§ Work to be completed
Copy exactly the lines of the data below that run from the line holding "One marker per instance of the pink vertical" through the line holding "One marker per instance of the bamboo", both ends included.

Segment Open

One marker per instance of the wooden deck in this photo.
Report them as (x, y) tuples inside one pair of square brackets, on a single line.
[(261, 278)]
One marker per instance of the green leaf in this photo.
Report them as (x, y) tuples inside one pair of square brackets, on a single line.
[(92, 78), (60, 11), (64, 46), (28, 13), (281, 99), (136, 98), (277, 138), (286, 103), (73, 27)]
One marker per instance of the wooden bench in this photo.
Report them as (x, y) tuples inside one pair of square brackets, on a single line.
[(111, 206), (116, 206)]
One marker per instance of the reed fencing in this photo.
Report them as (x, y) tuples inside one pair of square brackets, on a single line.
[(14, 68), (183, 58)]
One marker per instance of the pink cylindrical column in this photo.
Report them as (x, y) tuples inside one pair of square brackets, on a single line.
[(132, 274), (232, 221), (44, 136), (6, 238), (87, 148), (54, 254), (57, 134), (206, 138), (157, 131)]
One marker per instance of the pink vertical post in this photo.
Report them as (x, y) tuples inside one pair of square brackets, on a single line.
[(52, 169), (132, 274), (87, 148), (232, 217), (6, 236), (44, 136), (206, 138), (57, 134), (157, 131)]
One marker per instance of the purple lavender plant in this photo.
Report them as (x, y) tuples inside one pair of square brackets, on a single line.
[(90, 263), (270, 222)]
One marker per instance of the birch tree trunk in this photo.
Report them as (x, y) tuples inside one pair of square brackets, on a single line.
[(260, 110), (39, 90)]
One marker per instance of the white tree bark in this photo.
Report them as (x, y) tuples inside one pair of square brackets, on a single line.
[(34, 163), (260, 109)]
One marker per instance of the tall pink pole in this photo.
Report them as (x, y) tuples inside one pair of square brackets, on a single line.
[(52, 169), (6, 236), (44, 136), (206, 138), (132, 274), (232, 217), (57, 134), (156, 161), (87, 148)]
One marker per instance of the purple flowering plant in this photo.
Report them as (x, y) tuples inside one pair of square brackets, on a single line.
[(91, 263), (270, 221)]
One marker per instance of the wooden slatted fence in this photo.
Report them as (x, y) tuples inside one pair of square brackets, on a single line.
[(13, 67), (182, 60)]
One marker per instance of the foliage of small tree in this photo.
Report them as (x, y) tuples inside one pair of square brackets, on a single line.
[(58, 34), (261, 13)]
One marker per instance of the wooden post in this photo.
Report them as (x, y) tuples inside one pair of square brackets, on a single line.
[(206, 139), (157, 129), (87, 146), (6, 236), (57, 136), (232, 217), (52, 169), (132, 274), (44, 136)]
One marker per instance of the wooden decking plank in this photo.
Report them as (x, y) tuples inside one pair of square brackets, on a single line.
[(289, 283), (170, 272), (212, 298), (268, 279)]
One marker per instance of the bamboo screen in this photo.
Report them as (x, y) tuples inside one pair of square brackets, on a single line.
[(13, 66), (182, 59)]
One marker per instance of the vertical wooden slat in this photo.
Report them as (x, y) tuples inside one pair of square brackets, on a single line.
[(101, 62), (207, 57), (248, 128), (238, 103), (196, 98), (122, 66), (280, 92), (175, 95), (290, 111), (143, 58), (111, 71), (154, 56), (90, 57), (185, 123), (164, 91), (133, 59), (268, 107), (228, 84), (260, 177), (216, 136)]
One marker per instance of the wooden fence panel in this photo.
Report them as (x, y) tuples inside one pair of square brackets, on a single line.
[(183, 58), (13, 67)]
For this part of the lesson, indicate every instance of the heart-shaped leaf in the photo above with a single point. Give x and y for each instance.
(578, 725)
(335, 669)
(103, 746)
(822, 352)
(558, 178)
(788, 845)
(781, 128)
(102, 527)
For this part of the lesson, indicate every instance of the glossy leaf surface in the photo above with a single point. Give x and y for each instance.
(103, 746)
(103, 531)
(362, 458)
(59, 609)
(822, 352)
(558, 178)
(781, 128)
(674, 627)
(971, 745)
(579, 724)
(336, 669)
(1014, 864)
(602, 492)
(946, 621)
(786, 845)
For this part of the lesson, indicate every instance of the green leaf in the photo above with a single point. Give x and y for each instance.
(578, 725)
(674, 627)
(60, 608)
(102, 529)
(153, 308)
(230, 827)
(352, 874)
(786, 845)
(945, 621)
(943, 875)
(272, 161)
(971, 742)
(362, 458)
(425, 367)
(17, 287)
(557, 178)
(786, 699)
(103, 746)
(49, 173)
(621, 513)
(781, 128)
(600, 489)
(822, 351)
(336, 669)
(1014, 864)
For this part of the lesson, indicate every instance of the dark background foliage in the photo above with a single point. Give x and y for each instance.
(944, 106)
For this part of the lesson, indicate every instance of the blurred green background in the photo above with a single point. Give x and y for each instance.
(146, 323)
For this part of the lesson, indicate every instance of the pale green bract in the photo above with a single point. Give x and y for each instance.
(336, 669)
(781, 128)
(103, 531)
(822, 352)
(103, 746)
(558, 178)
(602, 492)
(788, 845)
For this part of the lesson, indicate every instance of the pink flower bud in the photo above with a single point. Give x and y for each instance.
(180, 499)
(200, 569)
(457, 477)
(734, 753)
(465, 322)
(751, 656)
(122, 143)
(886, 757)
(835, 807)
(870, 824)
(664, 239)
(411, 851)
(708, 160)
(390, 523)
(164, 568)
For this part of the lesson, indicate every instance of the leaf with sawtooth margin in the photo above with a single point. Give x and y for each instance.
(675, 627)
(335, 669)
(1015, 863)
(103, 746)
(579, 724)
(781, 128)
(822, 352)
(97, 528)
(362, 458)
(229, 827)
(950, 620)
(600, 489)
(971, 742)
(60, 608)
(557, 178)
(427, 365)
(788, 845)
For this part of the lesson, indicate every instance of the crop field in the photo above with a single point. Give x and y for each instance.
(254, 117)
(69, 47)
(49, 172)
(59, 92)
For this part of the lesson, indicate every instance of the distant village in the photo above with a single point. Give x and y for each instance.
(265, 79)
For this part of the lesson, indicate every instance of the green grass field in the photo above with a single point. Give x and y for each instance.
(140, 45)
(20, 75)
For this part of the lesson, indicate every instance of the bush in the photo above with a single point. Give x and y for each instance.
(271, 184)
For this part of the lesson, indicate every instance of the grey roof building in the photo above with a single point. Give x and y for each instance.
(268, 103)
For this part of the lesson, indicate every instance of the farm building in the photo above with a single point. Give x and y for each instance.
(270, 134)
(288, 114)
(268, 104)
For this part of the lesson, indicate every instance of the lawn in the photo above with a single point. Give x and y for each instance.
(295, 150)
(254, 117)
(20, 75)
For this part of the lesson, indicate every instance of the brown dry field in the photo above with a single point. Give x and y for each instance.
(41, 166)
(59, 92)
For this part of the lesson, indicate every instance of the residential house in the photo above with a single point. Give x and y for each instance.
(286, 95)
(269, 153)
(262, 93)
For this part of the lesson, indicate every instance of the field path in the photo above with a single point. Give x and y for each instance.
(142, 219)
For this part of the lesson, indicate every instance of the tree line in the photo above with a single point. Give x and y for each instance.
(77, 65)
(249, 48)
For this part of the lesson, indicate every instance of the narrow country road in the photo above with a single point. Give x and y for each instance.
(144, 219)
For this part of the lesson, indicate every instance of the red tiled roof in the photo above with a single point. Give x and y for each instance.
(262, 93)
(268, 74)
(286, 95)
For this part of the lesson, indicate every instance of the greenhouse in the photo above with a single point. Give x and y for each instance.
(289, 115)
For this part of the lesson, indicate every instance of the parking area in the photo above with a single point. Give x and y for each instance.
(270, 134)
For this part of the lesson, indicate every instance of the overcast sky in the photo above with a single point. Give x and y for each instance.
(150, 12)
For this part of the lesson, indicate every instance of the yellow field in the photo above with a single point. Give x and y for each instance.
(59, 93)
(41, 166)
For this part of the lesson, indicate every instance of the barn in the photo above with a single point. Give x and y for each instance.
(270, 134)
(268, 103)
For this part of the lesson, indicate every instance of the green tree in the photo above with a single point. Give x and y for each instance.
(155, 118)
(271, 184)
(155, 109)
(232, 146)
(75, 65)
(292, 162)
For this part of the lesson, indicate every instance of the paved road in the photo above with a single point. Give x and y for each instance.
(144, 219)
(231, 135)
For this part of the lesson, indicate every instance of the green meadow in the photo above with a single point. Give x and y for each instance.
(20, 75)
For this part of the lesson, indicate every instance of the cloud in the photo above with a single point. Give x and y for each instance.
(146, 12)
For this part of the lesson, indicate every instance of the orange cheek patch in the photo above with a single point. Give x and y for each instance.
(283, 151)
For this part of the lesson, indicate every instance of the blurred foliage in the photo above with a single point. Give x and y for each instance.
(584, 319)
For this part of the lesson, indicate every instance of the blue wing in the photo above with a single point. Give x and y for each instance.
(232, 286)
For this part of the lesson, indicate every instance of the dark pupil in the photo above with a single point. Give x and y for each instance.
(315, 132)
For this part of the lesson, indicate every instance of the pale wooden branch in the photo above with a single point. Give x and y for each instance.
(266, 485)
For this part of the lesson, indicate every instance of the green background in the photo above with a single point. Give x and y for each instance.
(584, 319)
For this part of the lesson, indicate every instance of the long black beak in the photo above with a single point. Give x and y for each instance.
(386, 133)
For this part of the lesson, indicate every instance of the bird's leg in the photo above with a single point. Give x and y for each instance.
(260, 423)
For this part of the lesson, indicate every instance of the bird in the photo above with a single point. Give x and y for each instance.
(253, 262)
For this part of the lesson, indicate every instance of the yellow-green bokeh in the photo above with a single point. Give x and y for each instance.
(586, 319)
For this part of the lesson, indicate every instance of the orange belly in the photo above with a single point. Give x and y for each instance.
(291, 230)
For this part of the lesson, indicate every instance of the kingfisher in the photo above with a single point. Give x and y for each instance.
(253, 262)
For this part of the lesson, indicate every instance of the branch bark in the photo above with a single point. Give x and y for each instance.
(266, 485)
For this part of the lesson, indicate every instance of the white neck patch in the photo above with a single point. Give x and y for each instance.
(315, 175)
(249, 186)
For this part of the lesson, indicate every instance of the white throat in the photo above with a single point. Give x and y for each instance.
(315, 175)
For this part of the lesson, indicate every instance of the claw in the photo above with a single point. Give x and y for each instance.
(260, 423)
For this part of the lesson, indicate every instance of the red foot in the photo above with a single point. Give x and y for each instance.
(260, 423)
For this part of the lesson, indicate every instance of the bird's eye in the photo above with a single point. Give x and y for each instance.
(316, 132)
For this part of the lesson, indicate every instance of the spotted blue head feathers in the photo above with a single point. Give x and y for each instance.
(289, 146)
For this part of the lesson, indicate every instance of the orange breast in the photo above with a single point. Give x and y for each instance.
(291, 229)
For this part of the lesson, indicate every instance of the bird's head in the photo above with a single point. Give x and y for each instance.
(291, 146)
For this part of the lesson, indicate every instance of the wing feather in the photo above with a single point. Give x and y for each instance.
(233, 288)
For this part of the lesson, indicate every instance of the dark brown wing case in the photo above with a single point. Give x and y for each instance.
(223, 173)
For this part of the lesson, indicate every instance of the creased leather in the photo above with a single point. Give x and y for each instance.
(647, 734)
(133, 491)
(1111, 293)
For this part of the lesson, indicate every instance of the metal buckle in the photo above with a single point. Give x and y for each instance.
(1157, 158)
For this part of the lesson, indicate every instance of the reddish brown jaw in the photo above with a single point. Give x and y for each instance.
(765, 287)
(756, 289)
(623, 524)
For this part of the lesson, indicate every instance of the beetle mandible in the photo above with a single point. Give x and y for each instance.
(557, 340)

Segment Closed

§ Task solution
One marker per instance of the pink vertical post in this photo.
Report them as (x, y) tuples inside one pair of square brackets, on a single line.
[(52, 169), (132, 274), (87, 148), (232, 217), (6, 236), (44, 136), (206, 138), (57, 134), (157, 131)]
One marker per instance of the purple lavender plant in this photo.
Report them as (x, y) tuples inside one pair of square brackets, on a single line.
[(90, 263), (270, 222)]
One marker per instance of the birch tree trunk in this photo.
Report them as (x, y) tuples inside one pair of square brackets, on a single line.
[(260, 110), (39, 90)]
One marker per instance of the white tree bark in this photo.
Report them as (x, y) tuples inside one pair of square brackets, on a single line.
[(34, 163), (260, 109)]
One marker per instance of the tall pink pole in this photo.
Report them as (x, y) tuples inside one pair of square brackets, on a single line.
[(52, 169), (6, 236), (44, 136), (206, 138), (132, 274), (232, 217), (57, 134), (156, 161), (87, 148)]
One marker per instance of the purple flowering plant in this photo.
Report them as (x, y) tuples inside one pair of square brackets, on a single line.
[(91, 263), (270, 221)]
One marker per instance of the wooden slatted fence in this photo.
Report them as (x, y) tuples inside one pair of square brackets, on a single line.
[(13, 67), (182, 60)]
One marker per instance of the foliage of small tree in this photo.
Report them as (x, y) tuples inside one pair of square brackets, on a single line.
[(58, 34), (261, 13)]
One marker per instance of the wooden post in this photo.
Report them as (x, y) tuples inside one pair of square brackets, on a single line.
[(206, 139), (157, 129), (87, 146), (6, 236), (57, 136), (232, 217), (52, 169), (132, 274), (44, 136)]
One marker per instance of the wooden decking plank in this photo.
Report them as (x, y) tuples inside one pair of square brackets, on a single line.
[(289, 283), (170, 272), (212, 298), (268, 279)]
One marker per instance of the bamboo screen in this photo.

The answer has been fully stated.